*Requirement*:
Reproduce every line of the records below verbatim, omitting the pictures from your answer.

*Supplied information*:

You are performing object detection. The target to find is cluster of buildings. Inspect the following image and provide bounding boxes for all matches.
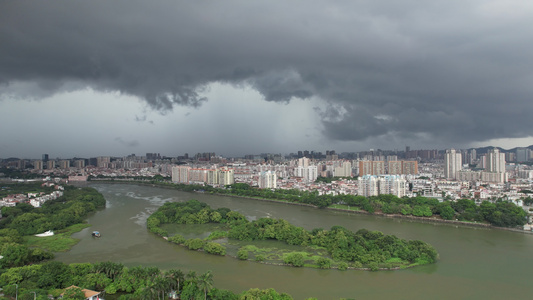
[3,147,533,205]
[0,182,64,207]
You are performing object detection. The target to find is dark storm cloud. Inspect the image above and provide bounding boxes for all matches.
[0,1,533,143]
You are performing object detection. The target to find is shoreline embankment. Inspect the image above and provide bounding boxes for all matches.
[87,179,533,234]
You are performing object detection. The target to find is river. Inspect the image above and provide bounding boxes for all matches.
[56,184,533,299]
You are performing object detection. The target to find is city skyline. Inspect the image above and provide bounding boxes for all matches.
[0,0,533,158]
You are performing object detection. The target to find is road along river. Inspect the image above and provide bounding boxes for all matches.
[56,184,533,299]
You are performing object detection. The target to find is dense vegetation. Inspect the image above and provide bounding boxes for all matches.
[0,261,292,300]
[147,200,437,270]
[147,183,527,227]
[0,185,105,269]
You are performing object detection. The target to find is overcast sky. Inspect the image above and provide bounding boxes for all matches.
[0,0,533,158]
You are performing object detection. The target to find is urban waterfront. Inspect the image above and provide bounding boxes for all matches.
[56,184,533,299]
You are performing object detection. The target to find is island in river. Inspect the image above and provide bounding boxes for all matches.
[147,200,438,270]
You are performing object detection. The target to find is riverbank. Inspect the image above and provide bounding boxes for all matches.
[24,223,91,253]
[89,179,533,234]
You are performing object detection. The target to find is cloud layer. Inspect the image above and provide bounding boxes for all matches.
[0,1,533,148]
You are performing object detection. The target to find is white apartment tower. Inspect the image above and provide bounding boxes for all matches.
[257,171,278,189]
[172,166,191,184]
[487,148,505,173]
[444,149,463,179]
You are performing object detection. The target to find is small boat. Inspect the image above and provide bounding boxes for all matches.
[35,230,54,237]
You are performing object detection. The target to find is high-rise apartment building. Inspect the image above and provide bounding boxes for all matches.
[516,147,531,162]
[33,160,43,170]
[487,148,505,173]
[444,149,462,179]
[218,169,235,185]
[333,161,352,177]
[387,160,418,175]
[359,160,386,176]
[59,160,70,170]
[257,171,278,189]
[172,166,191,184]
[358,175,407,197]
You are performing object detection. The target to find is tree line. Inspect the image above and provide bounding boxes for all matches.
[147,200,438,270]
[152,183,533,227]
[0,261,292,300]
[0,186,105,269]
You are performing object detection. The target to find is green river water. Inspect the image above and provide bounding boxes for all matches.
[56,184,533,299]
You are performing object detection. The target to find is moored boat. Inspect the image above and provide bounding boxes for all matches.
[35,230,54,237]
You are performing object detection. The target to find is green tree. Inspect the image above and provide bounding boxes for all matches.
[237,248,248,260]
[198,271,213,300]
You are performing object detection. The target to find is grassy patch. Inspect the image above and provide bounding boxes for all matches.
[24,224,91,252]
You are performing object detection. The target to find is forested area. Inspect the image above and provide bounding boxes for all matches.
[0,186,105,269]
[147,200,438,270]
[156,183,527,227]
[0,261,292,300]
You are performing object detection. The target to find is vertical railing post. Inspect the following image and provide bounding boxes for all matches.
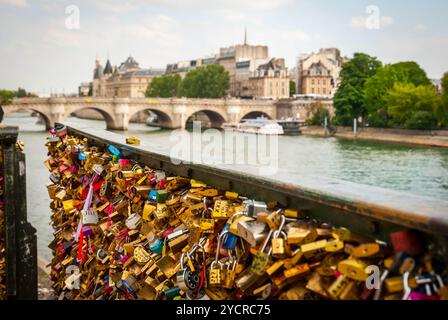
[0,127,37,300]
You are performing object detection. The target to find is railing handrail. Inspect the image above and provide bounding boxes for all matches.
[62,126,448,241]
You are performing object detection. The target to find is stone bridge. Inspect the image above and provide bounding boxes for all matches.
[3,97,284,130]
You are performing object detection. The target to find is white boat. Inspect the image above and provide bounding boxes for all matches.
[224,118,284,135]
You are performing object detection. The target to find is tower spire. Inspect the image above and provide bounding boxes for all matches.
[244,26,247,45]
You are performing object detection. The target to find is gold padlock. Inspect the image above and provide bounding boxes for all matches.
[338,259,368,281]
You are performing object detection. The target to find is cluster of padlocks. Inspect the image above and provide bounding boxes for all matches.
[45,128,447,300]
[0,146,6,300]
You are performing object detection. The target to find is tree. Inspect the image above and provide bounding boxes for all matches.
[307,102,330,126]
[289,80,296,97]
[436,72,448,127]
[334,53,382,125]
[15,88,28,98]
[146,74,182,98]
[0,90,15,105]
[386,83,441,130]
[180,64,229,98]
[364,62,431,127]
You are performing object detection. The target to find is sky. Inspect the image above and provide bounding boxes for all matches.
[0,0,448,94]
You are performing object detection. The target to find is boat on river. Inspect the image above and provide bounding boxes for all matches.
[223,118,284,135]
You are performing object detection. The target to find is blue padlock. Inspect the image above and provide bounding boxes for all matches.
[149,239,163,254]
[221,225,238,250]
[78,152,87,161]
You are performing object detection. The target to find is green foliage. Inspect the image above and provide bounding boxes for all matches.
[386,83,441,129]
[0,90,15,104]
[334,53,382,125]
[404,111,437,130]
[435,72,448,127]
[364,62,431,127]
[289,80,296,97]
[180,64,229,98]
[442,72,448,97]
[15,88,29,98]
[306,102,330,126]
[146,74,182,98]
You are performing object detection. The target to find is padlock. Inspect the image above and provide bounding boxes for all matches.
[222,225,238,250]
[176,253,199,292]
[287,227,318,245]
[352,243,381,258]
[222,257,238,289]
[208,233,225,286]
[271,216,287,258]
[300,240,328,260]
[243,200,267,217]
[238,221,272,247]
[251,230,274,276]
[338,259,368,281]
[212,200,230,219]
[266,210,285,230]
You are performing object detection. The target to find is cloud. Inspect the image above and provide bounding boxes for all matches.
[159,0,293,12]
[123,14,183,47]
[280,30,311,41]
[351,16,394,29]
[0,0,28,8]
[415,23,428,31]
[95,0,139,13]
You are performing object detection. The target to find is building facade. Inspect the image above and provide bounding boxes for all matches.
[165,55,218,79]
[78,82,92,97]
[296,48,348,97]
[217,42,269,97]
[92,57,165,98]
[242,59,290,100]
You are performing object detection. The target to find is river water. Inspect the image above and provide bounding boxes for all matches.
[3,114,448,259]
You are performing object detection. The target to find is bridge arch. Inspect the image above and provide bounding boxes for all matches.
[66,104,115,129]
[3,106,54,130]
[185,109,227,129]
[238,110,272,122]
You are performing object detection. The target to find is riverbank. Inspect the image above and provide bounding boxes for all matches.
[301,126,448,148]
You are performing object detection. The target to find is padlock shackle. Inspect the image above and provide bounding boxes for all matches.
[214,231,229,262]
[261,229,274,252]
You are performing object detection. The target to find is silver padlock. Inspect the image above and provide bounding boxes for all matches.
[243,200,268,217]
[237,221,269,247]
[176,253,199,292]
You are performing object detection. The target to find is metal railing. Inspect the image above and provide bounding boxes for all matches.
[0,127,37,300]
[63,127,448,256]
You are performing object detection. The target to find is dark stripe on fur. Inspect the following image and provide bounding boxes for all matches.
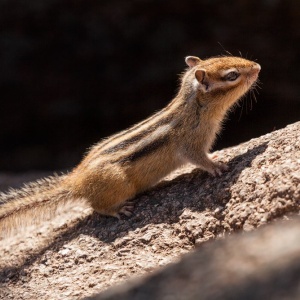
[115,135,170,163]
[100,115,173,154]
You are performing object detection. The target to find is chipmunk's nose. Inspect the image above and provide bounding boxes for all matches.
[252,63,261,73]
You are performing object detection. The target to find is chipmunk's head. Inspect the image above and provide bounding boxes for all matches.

*Complete answer*:
You are performing object detection. The target to find is cluster of buildings. Inspect the following image and provide bounding boxes for all matches.
[3,147,533,205]
[0,182,64,207]
You are performing object detection. The target to find is dark storm cloud. Inspect the image above and provide bounding boxes for all matches.
[0,1,533,143]
You are performing object detection. The target to find is shoreline embankment. Inspect the image above and provide bounding boxes for all matches.
[87,179,533,234]
You are performing object detection. The target to find is river. Inspect the image above and provide bounding boxes for all matches.
[56,184,533,299]
You are performing object detection. The target to find is city skyline. Inspect the image above and provide bounding boxes for all matches.
[0,0,533,158]
You are performing object detection. The target to find is road along river. Inspect the image above and provide bounding boxes for all matches.
[56,184,533,299]
You are performing object detection. The target to find is dense vegetation. Inspect the image above and provide bounding boxes for all matches.
[0,261,292,300]
[147,200,437,270]
[147,183,527,227]
[0,185,105,269]
You are performing object detection. The target to find is overcast sky. Inspect the image above and provide bounding boxes for all matches.
[0,0,533,158]
You are performing object detection. The target to find is urban waterfront. Inspect the image above and provide bounding boxes for all matches.
[56,184,533,299]
You are performing object detection. The target to find is island in river. Inspect the image above and provide bounding boxes for all matches.
[147,200,438,270]
You are performing object detection. The target to find is riverbank. Inspect the image above and provide bounding boxes for all matches.
[24,223,91,253]
[89,179,533,234]
You are performing object detection. The target to find is cloud layer. Inspect the image above and provide bounding boxes for all matches.
[0,1,533,148]
You are performing object detection. The target to find is white apartment tower. Inspect the image above and provide bounding boxes for all matches.
[257,171,278,189]
[172,166,191,184]
[487,148,505,173]
[444,149,463,179]
You are performing object detection. The target to find is small boat. Inspect the image above and provide bounding boxes for all matches.
[35,230,54,237]
You are performing object detection. The target to find is high-rise apartment building. Inspect the image above and provide bounding boxes for all matches.
[516,147,531,162]
[33,160,43,170]
[487,148,505,173]
[444,149,462,179]
[218,169,235,185]
[333,161,352,177]
[387,160,418,175]
[359,160,386,176]
[59,160,70,170]
[257,171,278,189]
[172,166,191,184]
[358,175,407,197]
You are performing object detection. The target to find is tree line. Inspect the image above and provide bounding boxes for all matches.
[147,200,438,270]
[152,183,533,227]
[0,261,292,300]
[0,186,105,269]
You are performing object detection. The target to find is green river water. Inspect the image above and provide bounding boxes for all matches.
[56,184,533,299]
You are performing object detection. The target to find is moored boat. Inspect the image above and provide bounding boxes for all matches.
[35,230,54,237]
You are performing object detection. The target to find is green tree. Inspect the image above and provide bounding boxes for all matches.
[237,248,248,260]
[198,271,213,300]
You are performing object detection. The target to find is grassy patch. Inspect the image above and provide bounding boxes for all matches.
[24,224,91,252]
You are performing object detection. The target to find is forested area. Inspect the image above and provide bounding boxes for all matches.
[0,186,105,269]
[147,200,438,270]
[156,183,527,227]
[0,261,292,300]
You are performing object detection. The target to find is vertical railing post. Inspect the following image and provide bounding boxes for all matches.
[0,127,37,300]
You are performing object detection. The target to find is railing handrail. Inspect the image above and provide bounding boxes for all matches.
[62,126,448,241]
You are performing object detection. The target to find is stone bridge. Inspect the image above and provide bounding boxes for all matches.
[3,97,284,130]
You are performing object detection. The target to find is white boat. Inspect the image above and provide bounding boxes for all matches.
[224,118,284,135]
You are performing object detection. The target to find is tower spire. Inspect the image above and provide bounding boxes for all matches.
[244,26,247,45]
You are performing object detection. The target to find is gold padlock. Inspect the image above and provide bounding boxes for all matches.
[338,259,368,281]
You are performing object detection. The target to find is cluster of padlocks. Inspect the image above and provide bounding boxes for all matches.
[45,128,447,300]
[0,146,6,300]
You are performing object detection. The target to find is tree. Inspect the image above and provide bounding boxes for all matches.
[307,102,330,126]
[289,80,296,97]
[436,72,448,127]
[334,53,382,125]
[15,88,28,98]
[146,74,182,98]
[0,90,15,105]
[386,83,441,130]
[180,64,229,98]
[364,62,431,127]
You are performing object detection. The target to find is sky. Inspect the image above and provide bounding boxes for all matches.
[0,0,448,94]
You are performing object detection. The target to find is boat on river. Inspect the image above and provide bounding boxes for all matches.
[223,118,284,135]
You are performing object detection. The target to find is blue padlock. Inspect the image above and provide bounding boxes for all matches.
[149,239,163,254]
[221,225,238,250]
[78,152,87,161]
You are performing object detection. The target to find is green foliage. Inspect the image above and provide bounding boxes for all matches.
[386,83,441,129]
[0,90,15,104]
[334,53,382,125]
[404,111,437,130]
[435,72,448,127]
[364,62,431,127]
[289,80,296,97]
[180,64,229,98]
[442,72,448,97]
[15,88,29,98]
[306,102,330,126]
[146,74,182,98]
You are performing object detection. The target to find is padlock. Inspect the image above and provide bounding boxes for all matches.
[222,225,238,250]
[176,253,199,292]
[287,227,318,245]
[352,243,381,258]
[222,257,238,289]
[208,233,225,286]
[271,216,287,258]
[300,240,328,260]
[243,200,267,217]
[238,221,272,247]
[251,230,274,276]
[338,259,368,281]
[212,200,230,219]
[266,210,285,230]
You are performing object detection. The target to find is cloud. Inspect the image above and provide bounding boxes for all matches.
[159,0,293,12]
[123,14,183,47]
[280,30,311,41]
[351,16,394,29]
[0,0,28,8]
[415,23,428,31]
[95,0,139,13]
You are performing object detection. The target to find is building facade. Inspect the image above and provide bounding boxes for all matches.
[165,55,218,79]
[78,82,92,97]
[296,48,348,97]
[217,42,269,97]
[92,57,165,98]
[242,59,290,100]
You are performing object detection. The target to find is river water. Inspect the image above and provide bounding boxes for all matches.
[3,114,448,259]
You are performing object detection. The target to find is bridge arch. Inspect the image above and provide bounding boxes for all matches.
[66,104,115,129]
[3,106,54,130]
[185,109,227,129]
[238,110,272,122]
You are performing object detection. The target to find is riverbank. Inspect the image above and provide bounding boxes for all matches.
[301,126,448,148]
You are performing object detection. The target to find is padlock shackle. Inspect the image above and provide bounding boxes for all matches.
[214,231,229,262]
[261,229,274,252]
You are performing object detection. The target to find is silver padlock. Inspect the image above and provide bounding boxes for all matches.
[243,200,268,217]
[237,221,269,247]
[176,253,199,292]
You are performing object detection. The target to find is metal railing. Inspect the image above and provide bounding boxes for all matches.
[0,127,37,300]
[63,127,448,256]
You are performing object detection. The target to find is dark stripe on fur. Inspect the following image and provide bounding boxes for all matches.
[115,135,170,163]
[100,115,173,154]
You are performing object detection. The target to find is chipmunk's nose. Inspect the image above and provide bounding boxes for all matches.
[252,63,261,73]
You are performing object detection. The target to find is chipmunk's head. Inspect the image above and provide bounding boxes for all matches.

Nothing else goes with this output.